◆ THE TASK: Please reproduce the listing below line for line, changing nothing.

Records from a dataset:
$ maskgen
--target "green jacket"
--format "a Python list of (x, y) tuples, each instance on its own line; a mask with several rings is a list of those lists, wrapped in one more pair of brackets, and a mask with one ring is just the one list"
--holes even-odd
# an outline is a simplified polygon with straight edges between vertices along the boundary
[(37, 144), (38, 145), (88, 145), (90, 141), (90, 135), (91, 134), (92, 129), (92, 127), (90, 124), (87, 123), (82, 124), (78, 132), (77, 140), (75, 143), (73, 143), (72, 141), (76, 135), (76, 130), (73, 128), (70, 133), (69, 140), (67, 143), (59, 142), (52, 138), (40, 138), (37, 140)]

◆ RESPONSE TO THE EXERCISE:
$ maskgen
--target "green jacket"
--format "a Python list of (x, y) tuples, each instance on its own line; a mask with several rings is a list of those lists, wrapped in one more pair of brackets, and a mask with one ring is just the one list"
--holes even-odd
# an outline is a simplified polygon with straight edges between vertices along the boundary
[(37, 144), (38, 145), (88, 145), (90, 141), (90, 135), (91, 134), (92, 129), (92, 127), (90, 124), (87, 123), (82, 124), (78, 132), (77, 140), (75, 143), (73, 143), (72, 141), (76, 135), (76, 130), (73, 128), (70, 133), (69, 140), (67, 143), (59, 142), (52, 138), (40, 138), (37, 140)]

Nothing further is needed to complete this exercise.